Reading text →
-- Start --
Monday, April 27, 2009

Nemesis #1 This Week (with Update!)

My brain hates me so much that it might as well cook up an elaborate scheme to befriend me after it gets a face lift,  and then we hang out and become best friends, and then POW! Guess what? It's a trap and he steals my woman and ruins my business and makes my children choose to go with him to the carnival instead of me, and when it's over it reveals that it is my brain and I'm all flabbergasted and go "What the Eff, Brain?! Why did you ruin my life?" But the twist is he's all "Meh. No reason." and then he and my love and my kids turn their backs and go back to the carnival and they stop at the cotton candy booth and I fucking love cotton candy in reasonable amounts. Because if I eat too much I feel gross. Fuck you, Brain!
-- End --
Dataset excerpts →
-- Start --
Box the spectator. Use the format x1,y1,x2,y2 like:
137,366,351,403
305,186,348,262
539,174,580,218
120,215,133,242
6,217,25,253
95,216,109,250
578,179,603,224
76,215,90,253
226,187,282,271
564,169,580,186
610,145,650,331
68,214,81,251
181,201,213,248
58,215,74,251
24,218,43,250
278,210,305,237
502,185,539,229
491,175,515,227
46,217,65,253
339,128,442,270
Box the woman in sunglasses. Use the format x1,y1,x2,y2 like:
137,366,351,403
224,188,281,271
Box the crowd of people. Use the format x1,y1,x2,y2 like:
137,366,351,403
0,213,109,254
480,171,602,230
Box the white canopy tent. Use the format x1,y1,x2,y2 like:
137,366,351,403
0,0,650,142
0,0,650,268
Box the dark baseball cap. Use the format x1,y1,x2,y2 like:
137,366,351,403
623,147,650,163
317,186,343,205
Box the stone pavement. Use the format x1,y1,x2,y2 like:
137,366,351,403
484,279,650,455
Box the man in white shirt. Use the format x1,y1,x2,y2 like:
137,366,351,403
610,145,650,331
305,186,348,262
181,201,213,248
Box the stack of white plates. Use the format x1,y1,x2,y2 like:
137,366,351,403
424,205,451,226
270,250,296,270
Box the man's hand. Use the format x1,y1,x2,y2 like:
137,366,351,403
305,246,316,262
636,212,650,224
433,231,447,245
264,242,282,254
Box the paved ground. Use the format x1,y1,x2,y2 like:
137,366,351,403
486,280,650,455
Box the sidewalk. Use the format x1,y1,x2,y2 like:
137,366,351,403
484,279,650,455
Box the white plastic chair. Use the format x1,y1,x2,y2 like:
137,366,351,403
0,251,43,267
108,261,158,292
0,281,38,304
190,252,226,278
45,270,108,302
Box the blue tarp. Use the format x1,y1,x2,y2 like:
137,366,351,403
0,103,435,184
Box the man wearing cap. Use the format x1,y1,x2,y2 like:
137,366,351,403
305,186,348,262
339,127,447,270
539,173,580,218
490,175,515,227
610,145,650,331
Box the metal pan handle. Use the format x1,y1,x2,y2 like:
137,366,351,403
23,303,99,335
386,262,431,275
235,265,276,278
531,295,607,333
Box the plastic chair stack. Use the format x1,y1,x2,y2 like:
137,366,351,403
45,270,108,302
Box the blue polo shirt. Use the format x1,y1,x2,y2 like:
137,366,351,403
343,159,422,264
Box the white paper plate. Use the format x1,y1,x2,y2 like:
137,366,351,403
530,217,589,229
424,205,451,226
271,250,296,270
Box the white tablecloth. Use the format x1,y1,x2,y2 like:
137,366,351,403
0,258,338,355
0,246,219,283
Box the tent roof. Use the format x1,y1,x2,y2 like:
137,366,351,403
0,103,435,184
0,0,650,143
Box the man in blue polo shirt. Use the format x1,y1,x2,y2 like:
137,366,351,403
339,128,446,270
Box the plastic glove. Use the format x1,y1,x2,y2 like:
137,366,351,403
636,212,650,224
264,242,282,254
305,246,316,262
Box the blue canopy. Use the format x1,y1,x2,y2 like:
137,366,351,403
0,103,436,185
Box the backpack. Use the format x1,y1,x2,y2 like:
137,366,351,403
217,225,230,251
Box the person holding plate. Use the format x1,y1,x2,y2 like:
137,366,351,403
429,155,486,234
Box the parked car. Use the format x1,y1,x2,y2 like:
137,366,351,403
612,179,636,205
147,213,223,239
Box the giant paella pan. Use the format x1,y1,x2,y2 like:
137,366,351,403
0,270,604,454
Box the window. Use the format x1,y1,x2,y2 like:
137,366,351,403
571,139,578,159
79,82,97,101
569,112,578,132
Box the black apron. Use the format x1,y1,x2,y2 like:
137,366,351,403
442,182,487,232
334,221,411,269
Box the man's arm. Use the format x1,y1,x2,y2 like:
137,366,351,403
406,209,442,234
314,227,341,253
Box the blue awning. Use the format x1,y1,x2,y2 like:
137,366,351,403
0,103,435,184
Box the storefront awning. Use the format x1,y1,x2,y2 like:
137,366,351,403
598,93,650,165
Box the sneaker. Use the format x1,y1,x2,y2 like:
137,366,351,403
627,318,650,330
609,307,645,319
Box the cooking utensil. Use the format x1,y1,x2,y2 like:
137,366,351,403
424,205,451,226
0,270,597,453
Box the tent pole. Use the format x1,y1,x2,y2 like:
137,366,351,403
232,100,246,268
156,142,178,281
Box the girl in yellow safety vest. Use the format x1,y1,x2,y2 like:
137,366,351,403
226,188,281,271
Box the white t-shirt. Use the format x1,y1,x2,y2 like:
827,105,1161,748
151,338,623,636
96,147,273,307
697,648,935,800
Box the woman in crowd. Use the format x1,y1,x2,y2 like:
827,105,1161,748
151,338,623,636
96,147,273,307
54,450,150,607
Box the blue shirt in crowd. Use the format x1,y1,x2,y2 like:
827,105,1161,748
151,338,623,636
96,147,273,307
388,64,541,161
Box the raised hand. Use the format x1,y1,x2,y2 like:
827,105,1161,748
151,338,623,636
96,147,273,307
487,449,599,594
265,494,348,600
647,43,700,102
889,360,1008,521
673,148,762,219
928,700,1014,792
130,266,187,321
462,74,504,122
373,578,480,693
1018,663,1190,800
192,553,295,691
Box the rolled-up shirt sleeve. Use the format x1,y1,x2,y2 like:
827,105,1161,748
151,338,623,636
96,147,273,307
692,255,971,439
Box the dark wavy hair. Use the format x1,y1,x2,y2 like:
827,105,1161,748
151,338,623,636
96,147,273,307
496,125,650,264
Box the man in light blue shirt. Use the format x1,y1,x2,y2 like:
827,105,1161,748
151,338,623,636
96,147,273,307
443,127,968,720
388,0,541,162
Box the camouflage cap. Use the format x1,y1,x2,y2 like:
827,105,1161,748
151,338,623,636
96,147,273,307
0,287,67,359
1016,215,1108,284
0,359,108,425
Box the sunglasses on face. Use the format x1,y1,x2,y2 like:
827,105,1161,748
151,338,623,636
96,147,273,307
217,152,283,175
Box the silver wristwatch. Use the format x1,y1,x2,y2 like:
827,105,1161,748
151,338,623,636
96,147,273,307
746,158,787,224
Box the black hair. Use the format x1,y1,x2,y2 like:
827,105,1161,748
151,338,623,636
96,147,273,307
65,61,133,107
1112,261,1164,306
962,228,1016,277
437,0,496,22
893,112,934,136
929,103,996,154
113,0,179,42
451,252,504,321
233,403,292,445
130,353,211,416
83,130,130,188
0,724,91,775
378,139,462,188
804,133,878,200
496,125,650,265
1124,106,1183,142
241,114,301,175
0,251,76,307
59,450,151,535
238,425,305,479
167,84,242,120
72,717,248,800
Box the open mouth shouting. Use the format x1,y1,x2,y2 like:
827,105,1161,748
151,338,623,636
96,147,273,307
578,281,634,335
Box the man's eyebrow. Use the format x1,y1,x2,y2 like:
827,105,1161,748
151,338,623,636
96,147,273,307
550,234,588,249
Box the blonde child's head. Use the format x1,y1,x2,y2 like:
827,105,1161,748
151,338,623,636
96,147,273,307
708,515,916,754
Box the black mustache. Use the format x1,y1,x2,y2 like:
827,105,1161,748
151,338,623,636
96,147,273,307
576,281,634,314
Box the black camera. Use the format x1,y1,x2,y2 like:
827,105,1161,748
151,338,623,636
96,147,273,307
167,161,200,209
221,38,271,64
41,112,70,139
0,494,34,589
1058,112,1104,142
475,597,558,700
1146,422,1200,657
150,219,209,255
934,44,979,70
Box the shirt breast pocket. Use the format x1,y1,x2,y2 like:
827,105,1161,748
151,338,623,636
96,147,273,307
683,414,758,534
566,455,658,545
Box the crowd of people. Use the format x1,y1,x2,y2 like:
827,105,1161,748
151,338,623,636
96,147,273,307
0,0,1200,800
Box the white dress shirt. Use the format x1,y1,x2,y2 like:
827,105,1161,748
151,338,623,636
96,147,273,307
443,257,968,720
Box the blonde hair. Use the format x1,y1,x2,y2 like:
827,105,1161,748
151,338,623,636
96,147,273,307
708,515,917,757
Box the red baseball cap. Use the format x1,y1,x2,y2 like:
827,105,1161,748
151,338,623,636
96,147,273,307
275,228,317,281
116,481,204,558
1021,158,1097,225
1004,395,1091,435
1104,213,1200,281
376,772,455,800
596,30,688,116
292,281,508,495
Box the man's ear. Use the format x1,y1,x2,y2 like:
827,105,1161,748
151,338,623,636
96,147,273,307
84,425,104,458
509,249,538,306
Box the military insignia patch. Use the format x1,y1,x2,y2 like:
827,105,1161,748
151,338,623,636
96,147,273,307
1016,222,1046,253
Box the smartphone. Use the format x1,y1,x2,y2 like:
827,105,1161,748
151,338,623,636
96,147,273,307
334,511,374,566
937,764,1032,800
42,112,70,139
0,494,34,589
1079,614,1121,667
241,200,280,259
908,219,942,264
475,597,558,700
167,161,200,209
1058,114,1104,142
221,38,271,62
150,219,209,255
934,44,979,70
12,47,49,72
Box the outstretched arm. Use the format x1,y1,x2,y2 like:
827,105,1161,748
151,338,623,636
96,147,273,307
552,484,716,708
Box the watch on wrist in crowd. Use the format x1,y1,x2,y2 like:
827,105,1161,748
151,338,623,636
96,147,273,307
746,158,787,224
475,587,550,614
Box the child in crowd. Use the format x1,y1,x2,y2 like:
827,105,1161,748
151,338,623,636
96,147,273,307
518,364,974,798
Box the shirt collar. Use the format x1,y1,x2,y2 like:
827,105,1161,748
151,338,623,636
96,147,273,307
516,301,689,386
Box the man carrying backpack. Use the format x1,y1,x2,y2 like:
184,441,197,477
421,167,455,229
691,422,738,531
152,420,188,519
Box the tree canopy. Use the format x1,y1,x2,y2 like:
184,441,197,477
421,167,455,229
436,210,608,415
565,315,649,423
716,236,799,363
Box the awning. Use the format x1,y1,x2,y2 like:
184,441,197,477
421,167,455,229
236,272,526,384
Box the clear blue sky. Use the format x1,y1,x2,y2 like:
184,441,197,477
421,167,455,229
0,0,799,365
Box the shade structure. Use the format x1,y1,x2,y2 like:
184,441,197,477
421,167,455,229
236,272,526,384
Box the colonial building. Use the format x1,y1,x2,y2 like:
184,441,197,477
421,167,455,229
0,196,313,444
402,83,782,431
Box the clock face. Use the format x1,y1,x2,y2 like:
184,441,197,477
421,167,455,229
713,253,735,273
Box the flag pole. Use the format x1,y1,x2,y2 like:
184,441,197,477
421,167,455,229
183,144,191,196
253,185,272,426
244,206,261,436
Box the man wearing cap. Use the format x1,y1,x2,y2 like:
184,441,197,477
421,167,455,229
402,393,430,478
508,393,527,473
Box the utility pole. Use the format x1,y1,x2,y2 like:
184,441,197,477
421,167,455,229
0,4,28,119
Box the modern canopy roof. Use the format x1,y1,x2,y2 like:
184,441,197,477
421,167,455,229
-- End --
What to work on → Print the blog post word for word from "My brain hates" to "Fuck you, Brain!".

Answer to the problem →
My brain hates me so much that it might as well cook up an elaborate scheme to befriend me after it gets a face lift,  and then we hang out and become best friends, and then POW! Guess what? It's a trap and he steals my woman and ruins my business and makes my children choose to go with him to the carnival instead of me, and when it's over it reveals that it is my brain and I'm all flabbergasted and go "What the Eff, Brain?! Why did you ruin my life?" But the twist is he's all "Meh. No reason." and then he and my love and my kids turn their backs and go back to the carnival and they stop at the cotton candy booth and I fucking love cotton candy in reasonable amounts. Because if I eat too much I feel gross. Fuck you, Brain!